■ EXERCISE 1: List every published work cited in the In Salah CO2 storage abstract below, giving each one once by author and year.

■ SELECTED EXTRACT:
* begin *

Modeling of transient evolution of uplift and subsidence during CO2 storage operation at In Salah, Algeria
Abstract
The Krechba gas field, at In Salah Algeria is currently utilized for a large CO2 storage demonstration project. In the last 6 years, 0.5 to 1.0 million tons of CO2 per year have been injected, through a horizontal well, into a 20 m thick storage formation with a relatively low permeability. The injected mass of carbon dioxide at one of the injection wells (KB-502) produces a measurable ground displacement of about 5 mm/yr. A double-lobe uplift pattern has been observed at KB-502 through satellite based measurements, and both semi-analytical inverse deformation analysis (Vasco et al., 2010) and coupled numerical modeling of fluid flow and geomechanics (Rutqvist et al., 2011) have shown that this pattern of displacement can be explained by injection-induced deformation in a deep vertical fracture zone of fault (few hundred meters up to a depth below 1600 m) intersecting the well of injection. The presence of such a fault has been also confirmed by recent 3D seismic survey (Gibson-Poole et al., 2010). Here we present modeling results of forward analysis using the coupled fluid flow and geomechanical simulator TOUGH-FLAC (Rutqvist et al. 2002). Starting from the results obtained by Rutqvist et al. (2011), here we implement a new, finer meshgrid within a larger domain (20 by 20 km, centered at the horizontal well) to account for a detailed analysis of deformation in the fault region and of the double-lobe uplift. Earlier model describes the deformation at In Salah using an overall average rate of injection. Here we studied the transient evolution of uplift and subsidence using the observed injection rate. Evolution has been analyzed for both the case of fracturing and opening at the fault with the aim of explaining any field observations. Effects of irreversible permeability increase during the re-injection have been also studied.

* end *

■ EXERCISE 2: Count the lines of the listing below that contain the string "face". Give only the number.

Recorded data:

* begin *

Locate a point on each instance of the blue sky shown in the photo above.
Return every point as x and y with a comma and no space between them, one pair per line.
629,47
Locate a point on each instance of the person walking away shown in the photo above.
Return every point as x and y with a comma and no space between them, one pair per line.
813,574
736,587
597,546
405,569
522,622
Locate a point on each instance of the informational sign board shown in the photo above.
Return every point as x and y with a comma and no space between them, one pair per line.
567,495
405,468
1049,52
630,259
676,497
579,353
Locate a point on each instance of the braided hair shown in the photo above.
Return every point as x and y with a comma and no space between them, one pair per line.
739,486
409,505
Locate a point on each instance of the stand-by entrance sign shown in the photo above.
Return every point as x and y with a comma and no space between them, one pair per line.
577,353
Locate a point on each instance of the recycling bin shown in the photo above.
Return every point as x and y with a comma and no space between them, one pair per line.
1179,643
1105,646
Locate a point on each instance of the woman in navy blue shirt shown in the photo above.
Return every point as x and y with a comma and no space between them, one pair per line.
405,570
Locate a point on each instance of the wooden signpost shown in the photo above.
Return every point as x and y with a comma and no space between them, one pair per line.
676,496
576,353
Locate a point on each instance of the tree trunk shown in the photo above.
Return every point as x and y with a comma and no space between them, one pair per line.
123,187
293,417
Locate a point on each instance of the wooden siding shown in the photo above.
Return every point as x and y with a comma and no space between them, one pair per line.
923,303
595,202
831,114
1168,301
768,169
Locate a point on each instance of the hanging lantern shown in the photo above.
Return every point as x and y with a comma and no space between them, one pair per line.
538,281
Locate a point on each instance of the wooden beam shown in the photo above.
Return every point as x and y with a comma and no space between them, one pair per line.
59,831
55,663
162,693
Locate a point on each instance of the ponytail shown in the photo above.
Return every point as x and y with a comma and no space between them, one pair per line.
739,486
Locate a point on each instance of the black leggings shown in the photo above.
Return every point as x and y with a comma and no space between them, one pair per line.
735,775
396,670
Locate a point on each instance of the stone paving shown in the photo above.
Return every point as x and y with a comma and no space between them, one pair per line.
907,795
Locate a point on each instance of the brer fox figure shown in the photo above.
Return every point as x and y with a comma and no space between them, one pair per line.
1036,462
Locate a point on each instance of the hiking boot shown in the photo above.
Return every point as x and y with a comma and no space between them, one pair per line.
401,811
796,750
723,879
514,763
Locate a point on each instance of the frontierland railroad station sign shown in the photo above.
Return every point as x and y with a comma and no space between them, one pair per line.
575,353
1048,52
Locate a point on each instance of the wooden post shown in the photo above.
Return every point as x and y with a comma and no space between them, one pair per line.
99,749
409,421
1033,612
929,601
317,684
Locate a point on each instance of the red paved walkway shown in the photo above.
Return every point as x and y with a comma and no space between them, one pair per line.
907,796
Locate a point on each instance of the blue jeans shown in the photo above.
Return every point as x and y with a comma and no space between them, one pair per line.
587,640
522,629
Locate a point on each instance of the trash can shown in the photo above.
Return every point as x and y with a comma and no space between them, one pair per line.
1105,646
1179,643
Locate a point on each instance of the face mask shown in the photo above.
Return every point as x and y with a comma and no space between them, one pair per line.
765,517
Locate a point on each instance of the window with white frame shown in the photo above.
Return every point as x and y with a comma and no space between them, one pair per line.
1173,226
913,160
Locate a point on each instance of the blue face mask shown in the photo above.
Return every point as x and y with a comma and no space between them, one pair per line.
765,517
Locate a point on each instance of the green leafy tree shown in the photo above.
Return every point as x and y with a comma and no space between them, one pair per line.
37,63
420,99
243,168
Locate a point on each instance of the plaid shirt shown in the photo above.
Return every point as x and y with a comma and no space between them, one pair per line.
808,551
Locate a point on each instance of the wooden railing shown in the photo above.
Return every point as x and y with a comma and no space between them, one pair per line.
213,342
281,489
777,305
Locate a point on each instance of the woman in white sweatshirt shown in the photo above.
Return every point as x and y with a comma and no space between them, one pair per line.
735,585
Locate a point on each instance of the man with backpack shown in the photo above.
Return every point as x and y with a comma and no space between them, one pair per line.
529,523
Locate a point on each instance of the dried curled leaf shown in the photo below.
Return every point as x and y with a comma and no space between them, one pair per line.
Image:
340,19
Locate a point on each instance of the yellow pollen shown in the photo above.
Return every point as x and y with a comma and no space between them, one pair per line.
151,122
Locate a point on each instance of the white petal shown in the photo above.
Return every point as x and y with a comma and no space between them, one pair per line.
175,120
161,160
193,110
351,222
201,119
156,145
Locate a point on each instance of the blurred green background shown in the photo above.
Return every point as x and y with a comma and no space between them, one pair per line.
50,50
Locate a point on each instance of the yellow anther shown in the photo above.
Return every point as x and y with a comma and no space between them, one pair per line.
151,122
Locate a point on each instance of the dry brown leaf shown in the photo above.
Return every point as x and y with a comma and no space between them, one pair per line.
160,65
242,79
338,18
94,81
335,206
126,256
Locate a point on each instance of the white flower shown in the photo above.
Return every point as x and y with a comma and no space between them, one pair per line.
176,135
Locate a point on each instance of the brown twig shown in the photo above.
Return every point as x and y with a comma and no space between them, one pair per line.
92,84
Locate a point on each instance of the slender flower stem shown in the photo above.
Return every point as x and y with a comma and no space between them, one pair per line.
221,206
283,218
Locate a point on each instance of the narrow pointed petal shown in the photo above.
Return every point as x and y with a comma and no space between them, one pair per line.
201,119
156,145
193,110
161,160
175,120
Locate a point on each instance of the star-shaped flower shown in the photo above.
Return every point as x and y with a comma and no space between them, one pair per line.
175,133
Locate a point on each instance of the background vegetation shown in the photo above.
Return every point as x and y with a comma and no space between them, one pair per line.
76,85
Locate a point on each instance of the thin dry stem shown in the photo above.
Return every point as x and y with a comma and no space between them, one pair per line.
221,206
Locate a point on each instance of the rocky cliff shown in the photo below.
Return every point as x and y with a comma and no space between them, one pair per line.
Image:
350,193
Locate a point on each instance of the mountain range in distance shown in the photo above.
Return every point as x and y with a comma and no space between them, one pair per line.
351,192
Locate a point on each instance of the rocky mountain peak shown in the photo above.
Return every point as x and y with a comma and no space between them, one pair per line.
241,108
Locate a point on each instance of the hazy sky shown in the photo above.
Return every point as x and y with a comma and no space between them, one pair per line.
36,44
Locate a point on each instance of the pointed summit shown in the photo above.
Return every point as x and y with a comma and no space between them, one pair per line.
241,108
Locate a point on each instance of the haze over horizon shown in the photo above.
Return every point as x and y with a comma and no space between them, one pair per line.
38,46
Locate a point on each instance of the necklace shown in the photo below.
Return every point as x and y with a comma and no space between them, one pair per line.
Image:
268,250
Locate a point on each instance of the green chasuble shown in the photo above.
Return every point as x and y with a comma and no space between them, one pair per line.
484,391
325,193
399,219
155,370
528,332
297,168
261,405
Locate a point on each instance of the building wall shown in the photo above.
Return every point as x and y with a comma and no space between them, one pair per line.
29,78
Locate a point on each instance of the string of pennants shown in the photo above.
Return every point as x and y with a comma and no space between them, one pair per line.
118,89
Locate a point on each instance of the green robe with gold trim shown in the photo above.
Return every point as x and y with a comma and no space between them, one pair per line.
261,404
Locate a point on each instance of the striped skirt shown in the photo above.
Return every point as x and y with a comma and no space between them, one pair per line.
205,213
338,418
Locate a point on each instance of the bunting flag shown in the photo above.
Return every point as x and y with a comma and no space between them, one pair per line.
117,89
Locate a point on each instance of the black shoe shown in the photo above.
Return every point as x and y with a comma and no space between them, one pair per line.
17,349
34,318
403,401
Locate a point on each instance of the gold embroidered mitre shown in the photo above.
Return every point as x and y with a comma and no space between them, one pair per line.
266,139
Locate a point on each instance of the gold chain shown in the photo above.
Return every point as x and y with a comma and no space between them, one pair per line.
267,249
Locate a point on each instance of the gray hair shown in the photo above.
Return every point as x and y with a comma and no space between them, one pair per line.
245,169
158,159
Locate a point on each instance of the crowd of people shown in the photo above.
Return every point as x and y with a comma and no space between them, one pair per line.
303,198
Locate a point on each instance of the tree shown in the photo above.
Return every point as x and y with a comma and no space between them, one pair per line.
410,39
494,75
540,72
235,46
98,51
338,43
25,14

* end *

■ PROBLEM SOLUTION 1:
Vasco et al., 2010
Rutqvist et al., 2011
Gibson-Poole et al., 2010
Rutqvist et al., 2002

■ PROBLEM SOLUTION 2: 2